Document segment –
When a table is defined with an XML column, DB2 generates a hidden column in the base table called a DOCID, which contains a unique identifier for the XML column. There is a single DOCID column even if the table contains more than one XML column. The DOCID column is purely internal; it does not show up in a SELECT *, for example. In addition, DB2 automatically creates a document ID index for the XML column, too.

The XML data is not stored directly in the XML column. Instead, a separate internal table in a separate table space is created for each XML column in the base table. A single XML document may be physically split across multiple rows in the XML table, but it logically still belongs to a single row in the base table, which is the table created with the XML column definition. The internal XML table is composed of three columns:

  • DOCID (BIGINT)
  • MIN_NODEID (VARCHAR)
  • XMLDATA (VARBINARY)

The DOCID column is used as a pointer between the base table and the XML table. In any given row, the MIN_NODEID column stores the lowest node stored in the XMLDATA column of the row. This information optimizes DB2’s capability to process XML documents. The XMLDATA column contains a region of an XML document formatted as a parsed tree. The internal table is clustered by DOCID and MIN_NODEID.

The internal XML table always has a 16-KB page size. This is so regardless of the page size of the base table containing the XML column. The table space used by the internal XML table is a Universal table space. If the base table resides in a partitioned table space, the XML table space will be range-partitioned; if not, the XML table space will be partition-by-growth.

The TBSBPXML DSNZPARM system parameter is available to specify the default buffer pool for XML table spaces. The default is BP16K0; however, because the DB2 Catalog uses this buffer pool, it is a good idea to use different 16-K buffer pools for your XML table spaces.

[Records of labeled boxes]
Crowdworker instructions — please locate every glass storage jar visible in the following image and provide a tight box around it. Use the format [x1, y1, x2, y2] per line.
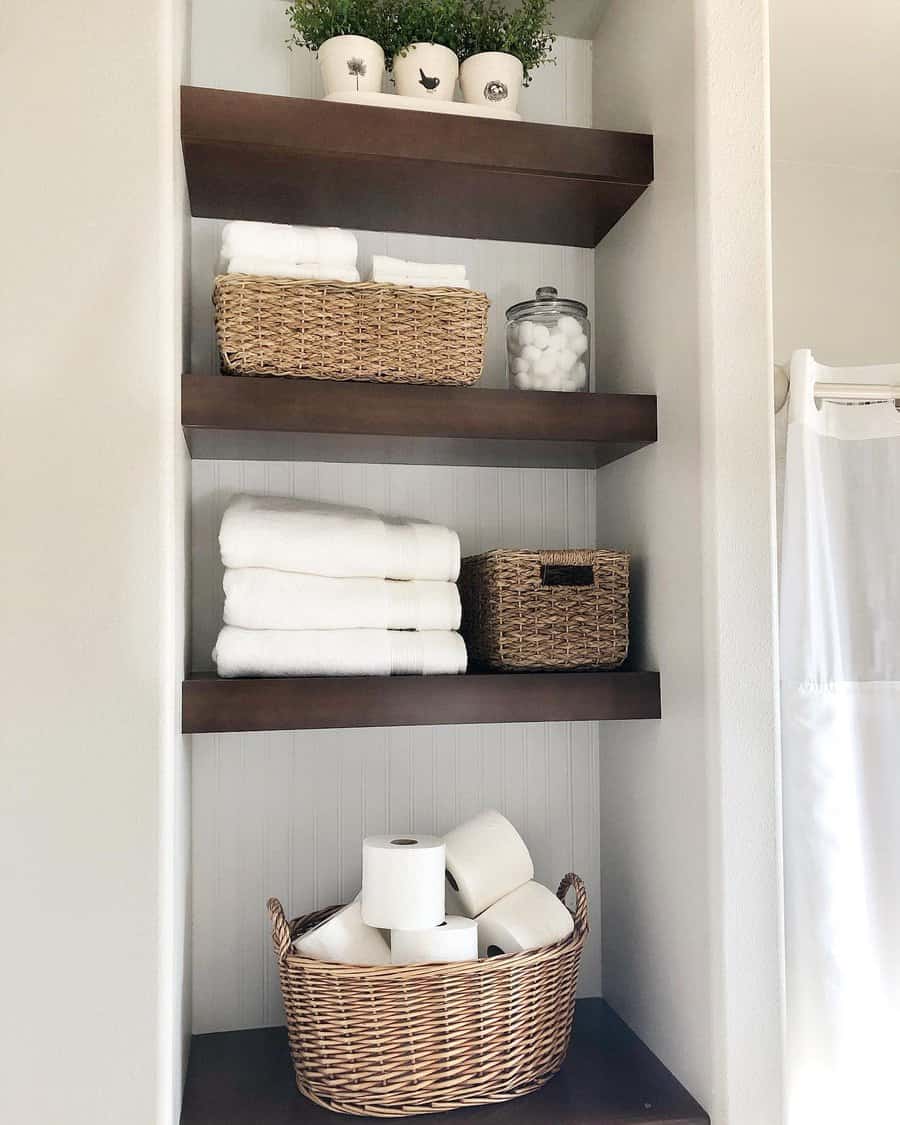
[506, 286, 592, 390]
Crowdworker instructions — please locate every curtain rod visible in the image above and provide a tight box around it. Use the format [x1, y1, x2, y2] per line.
[775, 363, 900, 414]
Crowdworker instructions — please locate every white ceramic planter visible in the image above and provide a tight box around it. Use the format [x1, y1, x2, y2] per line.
[459, 51, 524, 114]
[394, 43, 459, 101]
[318, 35, 385, 95]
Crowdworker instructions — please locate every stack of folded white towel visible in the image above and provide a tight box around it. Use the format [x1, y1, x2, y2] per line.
[213, 496, 467, 677]
[372, 254, 471, 289]
[221, 223, 359, 281]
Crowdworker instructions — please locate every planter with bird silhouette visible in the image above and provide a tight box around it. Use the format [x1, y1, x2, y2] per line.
[318, 35, 385, 95]
[394, 43, 459, 101]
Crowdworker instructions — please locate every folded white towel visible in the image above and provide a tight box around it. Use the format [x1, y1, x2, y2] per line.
[372, 254, 466, 285]
[218, 496, 460, 582]
[372, 273, 471, 289]
[213, 626, 466, 678]
[223, 567, 461, 631]
[224, 254, 359, 281]
[222, 223, 359, 269]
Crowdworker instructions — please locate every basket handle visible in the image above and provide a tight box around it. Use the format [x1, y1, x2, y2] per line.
[267, 899, 290, 962]
[556, 871, 591, 934]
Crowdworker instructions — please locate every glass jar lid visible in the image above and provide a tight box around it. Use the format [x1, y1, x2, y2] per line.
[506, 285, 587, 321]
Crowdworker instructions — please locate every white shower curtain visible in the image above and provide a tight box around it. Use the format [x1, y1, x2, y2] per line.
[781, 352, 900, 1125]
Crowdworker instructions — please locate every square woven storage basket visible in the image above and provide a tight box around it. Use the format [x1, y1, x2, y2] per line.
[459, 550, 630, 671]
[213, 273, 489, 386]
[269, 874, 590, 1117]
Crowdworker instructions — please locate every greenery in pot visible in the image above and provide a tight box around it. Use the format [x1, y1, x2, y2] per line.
[457, 0, 556, 86]
[287, 0, 395, 52]
[383, 0, 470, 57]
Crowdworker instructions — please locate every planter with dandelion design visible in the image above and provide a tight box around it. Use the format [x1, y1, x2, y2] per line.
[318, 35, 385, 95]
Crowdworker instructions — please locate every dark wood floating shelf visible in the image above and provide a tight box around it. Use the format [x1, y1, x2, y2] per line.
[181, 87, 654, 248]
[181, 1000, 709, 1125]
[182, 672, 660, 735]
[181, 373, 657, 468]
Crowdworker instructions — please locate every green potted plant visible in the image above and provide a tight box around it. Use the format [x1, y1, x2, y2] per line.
[386, 0, 467, 101]
[287, 0, 393, 97]
[459, 0, 556, 113]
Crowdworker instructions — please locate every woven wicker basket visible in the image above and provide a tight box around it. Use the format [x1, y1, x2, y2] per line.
[213, 273, 489, 386]
[269, 874, 588, 1117]
[459, 550, 630, 671]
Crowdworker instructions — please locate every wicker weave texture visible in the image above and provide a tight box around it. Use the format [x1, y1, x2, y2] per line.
[459, 550, 630, 671]
[269, 874, 590, 1117]
[213, 273, 489, 386]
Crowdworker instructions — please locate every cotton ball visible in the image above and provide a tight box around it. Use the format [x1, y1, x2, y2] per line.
[534, 352, 556, 378]
[547, 332, 566, 351]
[522, 344, 541, 367]
[556, 316, 582, 336]
[556, 348, 578, 374]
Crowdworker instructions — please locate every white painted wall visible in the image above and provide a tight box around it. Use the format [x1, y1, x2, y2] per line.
[594, 0, 781, 1125]
[191, 0, 602, 1032]
[772, 0, 900, 366]
[0, 0, 189, 1125]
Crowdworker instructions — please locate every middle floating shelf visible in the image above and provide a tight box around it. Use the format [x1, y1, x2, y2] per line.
[181, 672, 662, 735]
[181, 375, 657, 468]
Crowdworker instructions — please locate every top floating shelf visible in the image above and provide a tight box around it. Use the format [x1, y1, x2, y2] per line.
[181, 87, 654, 248]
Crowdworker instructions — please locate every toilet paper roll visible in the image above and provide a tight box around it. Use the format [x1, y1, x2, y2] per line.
[360, 836, 444, 930]
[444, 809, 534, 918]
[390, 916, 478, 965]
[478, 883, 575, 957]
[294, 900, 390, 965]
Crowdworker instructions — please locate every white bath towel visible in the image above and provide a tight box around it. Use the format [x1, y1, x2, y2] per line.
[222, 223, 359, 269]
[218, 496, 460, 582]
[213, 626, 466, 678]
[223, 254, 359, 281]
[372, 273, 471, 289]
[372, 254, 466, 285]
[223, 567, 461, 631]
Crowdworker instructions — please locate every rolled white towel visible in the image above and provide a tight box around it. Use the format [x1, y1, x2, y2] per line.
[372, 254, 466, 285]
[372, 273, 471, 289]
[213, 626, 467, 678]
[218, 496, 460, 582]
[224, 254, 359, 281]
[223, 567, 461, 631]
[222, 222, 359, 269]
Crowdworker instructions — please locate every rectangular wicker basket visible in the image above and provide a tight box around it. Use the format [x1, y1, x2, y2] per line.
[269, 874, 590, 1117]
[459, 550, 630, 671]
[213, 273, 489, 386]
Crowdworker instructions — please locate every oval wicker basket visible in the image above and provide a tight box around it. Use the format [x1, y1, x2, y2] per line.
[213, 273, 491, 386]
[269, 874, 590, 1117]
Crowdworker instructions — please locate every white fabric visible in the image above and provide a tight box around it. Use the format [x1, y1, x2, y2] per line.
[224, 254, 359, 281]
[222, 222, 359, 269]
[372, 273, 471, 289]
[213, 626, 466, 677]
[223, 567, 461, 631]
[372, 254, 466, 285]
[218, 496, 460, 582]
[782, 352, 900, 1125]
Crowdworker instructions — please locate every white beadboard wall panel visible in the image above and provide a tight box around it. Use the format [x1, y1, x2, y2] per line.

Problems to solve –
a – Transcribe the portion of the passage on DB2 XML storage that opens with the words containing "The DOCID column is used" and closes with "will be partition-by-growth.".
b – According to the passage on DB2 XML storage, what page size does the internal XML table always have?
c – Extend the passage on DB2 XML storage, picking up after its final sentence.

Answers to the tasks –
a –
The DOCID column is used as a pointer between the base table and the XML table. In any given row, the MIN_NODEID column stores the lowest node stored in the XMLDATA column of the row. This information optimizes DB2’s capability to process XML documents. The XMLDATA column contains a region of an XML document formatted as a parsed tree. The internal table is clustered by DOCID and MIN_NODEID.

The internal XML table always has a 16-KB page size. This is so regardless of the page size of the base table containing the XML column. The table space used by the internal XML table is a Universal table space. If the base table resides in a partitioned table space, the XML table space will be range-partitioned; if not, the XML table space will be partition-by-growth.

b – A 16-KB page size.

c –
XML Document Trees

DB2’s pureXML implementation follows the XPath 2.0 and the XQuery 1.0 data model, which provides an abstract representation of XML documents. By using the data model, all permissible values of expressions in XPath can be defined, including values used during intermediate calculations. The pureXML data model is described in terms of sequences and items, atomic values, and nodes.

The primary difference between XPath and XQuery is that XPath is a subset of XQuery for addressing parts of a document. XPath cannot be used to construct new XML documents, nor does it support complex join, grouping, and ordering.

XML is hierarchic in nature and, as such, every XML document can be represented as a node tree. When XML data is queried or modified, the hierarchical structure of the document must be traversed. To assure that XML data is accessed as efficiently as possible, DB2 physically stores XML documents in hierarchical format, as trees of nodes with parent-child relationships between the nodes.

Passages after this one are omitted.